TASK ITEM
Transcribe all of the entries, matching each one exactly.
(DATA FOR ANALYSIS begins)
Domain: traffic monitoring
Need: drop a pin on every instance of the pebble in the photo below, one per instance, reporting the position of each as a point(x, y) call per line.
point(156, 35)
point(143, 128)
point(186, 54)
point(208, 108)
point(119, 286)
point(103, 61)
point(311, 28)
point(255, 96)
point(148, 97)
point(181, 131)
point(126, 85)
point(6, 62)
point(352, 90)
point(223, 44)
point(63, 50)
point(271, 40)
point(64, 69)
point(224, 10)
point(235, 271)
(DATA FOR ANALYSIS ends)
EXERCISE RESULT
Domain: traffic monitoring
Need: drop a pin on every instance of the pebble in the photo below, one per instance, reporting the position of each as a point(x, y) call per line.
point(156, 35)
point(143, 128)
point(186, 54)
point(208, 108)
point(119, 286)
point(103, 61)
point(311, 28)
point(255, 96)
point(148, 97)
point(181, 131)
point(126, 85)
point(6, 62)
point(352, 90)
point(223, 44)
point(63, 50)
point(271, 40)
point(64, 69)
point(224, 10)
point(235, 271)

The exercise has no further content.